> _Material for this task_
---------------

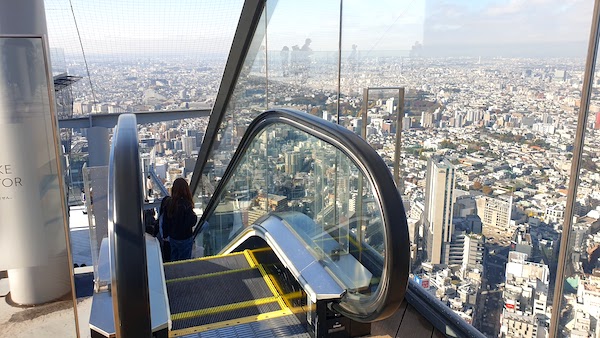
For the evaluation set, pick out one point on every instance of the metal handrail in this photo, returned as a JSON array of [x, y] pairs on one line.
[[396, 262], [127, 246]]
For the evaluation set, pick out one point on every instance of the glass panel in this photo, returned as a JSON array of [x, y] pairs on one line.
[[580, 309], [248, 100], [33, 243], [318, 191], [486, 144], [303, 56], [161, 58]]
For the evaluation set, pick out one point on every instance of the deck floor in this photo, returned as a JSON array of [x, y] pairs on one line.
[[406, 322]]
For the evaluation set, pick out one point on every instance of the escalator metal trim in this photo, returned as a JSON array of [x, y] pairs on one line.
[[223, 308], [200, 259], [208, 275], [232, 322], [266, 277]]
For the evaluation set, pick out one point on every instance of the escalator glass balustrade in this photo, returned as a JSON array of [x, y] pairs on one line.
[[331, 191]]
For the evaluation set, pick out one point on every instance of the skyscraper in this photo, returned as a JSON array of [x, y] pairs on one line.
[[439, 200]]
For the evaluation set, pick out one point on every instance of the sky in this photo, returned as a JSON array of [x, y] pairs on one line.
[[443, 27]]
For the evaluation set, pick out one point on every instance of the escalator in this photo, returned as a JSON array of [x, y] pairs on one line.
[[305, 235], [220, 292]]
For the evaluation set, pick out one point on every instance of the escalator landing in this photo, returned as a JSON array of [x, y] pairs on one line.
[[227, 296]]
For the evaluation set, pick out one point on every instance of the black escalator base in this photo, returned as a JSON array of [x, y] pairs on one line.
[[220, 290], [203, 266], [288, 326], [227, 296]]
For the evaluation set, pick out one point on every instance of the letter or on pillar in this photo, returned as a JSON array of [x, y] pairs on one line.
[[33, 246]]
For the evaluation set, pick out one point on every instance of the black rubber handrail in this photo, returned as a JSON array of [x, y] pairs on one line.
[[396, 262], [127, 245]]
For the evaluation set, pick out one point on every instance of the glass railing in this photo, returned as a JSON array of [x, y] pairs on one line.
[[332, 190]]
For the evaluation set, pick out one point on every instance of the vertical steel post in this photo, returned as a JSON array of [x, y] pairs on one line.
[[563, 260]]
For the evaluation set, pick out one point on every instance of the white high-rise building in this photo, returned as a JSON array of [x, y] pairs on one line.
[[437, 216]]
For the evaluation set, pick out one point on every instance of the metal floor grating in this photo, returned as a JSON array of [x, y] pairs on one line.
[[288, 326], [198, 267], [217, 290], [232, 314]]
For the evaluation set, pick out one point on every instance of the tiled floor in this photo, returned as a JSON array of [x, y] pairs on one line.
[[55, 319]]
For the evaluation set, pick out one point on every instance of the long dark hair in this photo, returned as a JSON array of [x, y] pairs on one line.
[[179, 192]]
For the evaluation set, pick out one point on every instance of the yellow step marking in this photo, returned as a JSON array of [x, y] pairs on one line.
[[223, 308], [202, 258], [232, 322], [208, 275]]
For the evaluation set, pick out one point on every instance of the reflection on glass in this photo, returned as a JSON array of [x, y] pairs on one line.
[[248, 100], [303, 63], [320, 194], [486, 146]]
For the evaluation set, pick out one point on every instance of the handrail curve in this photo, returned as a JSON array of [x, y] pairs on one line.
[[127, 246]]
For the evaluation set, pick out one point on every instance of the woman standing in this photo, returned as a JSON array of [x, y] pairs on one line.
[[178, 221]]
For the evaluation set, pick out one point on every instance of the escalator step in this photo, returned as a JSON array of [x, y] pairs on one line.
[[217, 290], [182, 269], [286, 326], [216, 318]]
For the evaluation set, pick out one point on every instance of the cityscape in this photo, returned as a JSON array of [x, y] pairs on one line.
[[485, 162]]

---------------

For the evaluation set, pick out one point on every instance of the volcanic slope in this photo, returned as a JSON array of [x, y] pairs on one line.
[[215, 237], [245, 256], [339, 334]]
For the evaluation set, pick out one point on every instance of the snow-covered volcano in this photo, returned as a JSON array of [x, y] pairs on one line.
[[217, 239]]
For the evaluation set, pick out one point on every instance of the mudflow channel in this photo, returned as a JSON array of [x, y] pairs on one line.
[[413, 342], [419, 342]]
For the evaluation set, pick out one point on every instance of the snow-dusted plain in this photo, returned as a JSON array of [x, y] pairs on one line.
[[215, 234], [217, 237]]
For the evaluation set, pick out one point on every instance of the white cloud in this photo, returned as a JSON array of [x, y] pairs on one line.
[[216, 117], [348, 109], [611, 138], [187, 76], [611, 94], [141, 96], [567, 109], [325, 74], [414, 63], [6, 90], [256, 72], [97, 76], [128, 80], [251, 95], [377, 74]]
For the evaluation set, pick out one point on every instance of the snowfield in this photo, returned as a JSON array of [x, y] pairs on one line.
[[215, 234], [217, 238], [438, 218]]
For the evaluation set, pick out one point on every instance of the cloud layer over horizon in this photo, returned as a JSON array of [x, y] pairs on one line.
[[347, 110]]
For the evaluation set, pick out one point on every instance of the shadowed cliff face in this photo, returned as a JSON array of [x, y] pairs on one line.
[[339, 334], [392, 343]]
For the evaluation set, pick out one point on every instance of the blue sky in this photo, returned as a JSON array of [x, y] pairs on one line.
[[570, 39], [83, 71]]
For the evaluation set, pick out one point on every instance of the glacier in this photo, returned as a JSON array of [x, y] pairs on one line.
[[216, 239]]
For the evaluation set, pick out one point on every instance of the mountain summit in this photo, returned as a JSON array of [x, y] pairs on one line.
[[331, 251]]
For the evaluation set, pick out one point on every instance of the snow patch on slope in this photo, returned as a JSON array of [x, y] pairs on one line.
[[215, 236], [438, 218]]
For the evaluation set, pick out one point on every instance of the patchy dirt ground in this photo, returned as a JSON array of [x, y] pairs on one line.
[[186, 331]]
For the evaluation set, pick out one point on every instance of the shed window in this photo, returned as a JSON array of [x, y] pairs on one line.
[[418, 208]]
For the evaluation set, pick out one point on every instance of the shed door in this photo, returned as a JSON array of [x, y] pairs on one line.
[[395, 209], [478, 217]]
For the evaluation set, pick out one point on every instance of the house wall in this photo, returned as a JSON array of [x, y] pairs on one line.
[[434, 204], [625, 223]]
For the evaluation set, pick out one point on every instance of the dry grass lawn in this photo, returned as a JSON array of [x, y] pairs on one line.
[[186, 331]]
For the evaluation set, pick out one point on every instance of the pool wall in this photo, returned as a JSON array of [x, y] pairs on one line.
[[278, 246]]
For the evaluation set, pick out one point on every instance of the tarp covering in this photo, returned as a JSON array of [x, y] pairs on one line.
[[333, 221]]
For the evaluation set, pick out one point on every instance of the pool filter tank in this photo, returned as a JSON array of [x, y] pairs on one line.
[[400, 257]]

---------------

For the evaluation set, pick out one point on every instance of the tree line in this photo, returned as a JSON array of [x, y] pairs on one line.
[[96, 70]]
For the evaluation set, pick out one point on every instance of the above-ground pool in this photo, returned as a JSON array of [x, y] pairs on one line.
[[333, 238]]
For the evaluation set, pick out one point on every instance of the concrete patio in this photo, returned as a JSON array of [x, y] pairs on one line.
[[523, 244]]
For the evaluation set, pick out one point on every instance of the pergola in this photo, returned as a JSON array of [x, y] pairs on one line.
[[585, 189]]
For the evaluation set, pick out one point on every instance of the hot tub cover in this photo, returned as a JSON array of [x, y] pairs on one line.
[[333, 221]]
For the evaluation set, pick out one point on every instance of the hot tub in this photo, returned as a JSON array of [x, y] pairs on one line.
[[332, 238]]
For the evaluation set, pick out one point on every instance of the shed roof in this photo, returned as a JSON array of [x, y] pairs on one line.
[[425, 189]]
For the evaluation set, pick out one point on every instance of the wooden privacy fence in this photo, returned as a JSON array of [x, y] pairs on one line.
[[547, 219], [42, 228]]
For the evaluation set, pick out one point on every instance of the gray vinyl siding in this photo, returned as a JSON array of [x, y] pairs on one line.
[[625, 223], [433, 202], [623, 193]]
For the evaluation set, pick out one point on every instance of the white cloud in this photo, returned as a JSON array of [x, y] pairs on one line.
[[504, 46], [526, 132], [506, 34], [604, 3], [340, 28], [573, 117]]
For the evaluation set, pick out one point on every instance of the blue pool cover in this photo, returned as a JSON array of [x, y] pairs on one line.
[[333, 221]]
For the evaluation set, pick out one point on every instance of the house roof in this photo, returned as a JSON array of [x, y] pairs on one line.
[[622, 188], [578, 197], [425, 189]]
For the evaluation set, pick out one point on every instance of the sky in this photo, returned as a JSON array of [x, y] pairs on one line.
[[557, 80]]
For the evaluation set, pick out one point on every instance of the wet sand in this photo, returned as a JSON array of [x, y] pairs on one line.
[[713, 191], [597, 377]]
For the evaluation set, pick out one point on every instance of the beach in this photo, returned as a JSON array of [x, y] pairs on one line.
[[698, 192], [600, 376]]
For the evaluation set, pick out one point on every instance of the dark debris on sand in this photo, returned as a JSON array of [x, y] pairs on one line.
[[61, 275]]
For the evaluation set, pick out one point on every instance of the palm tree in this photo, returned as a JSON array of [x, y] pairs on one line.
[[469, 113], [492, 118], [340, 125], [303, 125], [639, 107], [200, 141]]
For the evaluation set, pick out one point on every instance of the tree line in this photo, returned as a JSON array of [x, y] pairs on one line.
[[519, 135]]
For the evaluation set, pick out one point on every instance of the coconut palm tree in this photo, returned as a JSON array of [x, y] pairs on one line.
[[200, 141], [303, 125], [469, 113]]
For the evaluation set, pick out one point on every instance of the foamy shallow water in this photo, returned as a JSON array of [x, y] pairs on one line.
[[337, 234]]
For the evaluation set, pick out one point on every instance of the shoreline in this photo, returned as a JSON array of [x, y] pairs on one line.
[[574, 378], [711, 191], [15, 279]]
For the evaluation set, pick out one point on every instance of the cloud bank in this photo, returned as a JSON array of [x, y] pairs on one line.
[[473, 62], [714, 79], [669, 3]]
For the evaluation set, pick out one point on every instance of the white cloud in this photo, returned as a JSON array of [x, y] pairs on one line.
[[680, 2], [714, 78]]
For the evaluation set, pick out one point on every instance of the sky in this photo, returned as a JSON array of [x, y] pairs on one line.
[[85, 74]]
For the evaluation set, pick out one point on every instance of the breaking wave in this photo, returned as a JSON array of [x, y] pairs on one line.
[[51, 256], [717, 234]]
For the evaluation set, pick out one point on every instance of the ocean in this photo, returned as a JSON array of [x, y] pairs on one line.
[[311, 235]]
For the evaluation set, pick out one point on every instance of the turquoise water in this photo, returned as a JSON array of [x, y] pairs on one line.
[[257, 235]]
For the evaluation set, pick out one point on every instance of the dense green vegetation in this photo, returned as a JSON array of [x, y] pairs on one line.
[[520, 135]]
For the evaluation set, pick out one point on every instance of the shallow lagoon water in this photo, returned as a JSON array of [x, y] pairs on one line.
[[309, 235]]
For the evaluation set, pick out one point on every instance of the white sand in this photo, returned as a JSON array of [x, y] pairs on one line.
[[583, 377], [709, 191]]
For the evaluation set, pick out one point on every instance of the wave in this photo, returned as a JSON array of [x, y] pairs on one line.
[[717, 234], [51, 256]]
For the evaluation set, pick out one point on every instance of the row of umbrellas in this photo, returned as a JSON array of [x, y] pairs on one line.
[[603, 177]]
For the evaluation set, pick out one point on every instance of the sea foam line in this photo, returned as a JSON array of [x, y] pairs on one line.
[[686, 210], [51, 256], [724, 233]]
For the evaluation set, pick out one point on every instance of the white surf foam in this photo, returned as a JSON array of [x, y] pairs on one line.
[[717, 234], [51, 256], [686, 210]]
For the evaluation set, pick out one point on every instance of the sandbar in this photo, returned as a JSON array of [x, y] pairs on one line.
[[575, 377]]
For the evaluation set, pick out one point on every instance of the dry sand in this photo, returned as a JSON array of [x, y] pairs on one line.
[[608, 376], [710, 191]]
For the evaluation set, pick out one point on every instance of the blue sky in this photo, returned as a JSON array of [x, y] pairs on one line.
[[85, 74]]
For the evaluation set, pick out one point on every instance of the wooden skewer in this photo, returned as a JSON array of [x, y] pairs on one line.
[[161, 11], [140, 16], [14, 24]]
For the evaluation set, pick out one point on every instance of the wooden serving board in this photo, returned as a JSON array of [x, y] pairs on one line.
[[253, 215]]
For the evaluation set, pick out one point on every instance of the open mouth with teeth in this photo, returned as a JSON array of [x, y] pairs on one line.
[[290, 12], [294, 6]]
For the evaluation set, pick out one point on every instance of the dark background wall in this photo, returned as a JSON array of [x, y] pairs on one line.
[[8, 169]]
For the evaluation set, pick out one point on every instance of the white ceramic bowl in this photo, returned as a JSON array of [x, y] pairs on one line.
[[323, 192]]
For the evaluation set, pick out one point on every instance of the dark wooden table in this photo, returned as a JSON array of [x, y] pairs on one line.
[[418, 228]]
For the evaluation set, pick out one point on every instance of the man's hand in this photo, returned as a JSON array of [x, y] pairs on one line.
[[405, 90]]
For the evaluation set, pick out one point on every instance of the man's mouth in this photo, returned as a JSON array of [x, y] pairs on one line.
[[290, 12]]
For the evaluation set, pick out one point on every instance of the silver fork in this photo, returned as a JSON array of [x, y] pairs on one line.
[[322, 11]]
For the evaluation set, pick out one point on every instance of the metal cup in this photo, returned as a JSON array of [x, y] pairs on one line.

---------------

> _Job_
Gather every row above that contains the word "wooden", and copy each of those rows in full. Treat uppercase and lowercase as different.

> _Response_
For the evaluation set, pick out one point on every instance of the wooden privacy fence in this photo, returned as a JSON array of [x, y] pairs on one line.
For the evaluation set, pick out one point on every instance of the wooden skewer in this photo, returned as a JSON array of [x, y] pairs on one line.
For the evaluation set, pick out one point on every instance of the wooden serving board in this photo, returned as a JSON array of [x, y] pairs on one line.
For the evaluation set, pick out one point on every instance of the dark wooden table in this photo, returned as a JSON array of [x, y] pairs on one line.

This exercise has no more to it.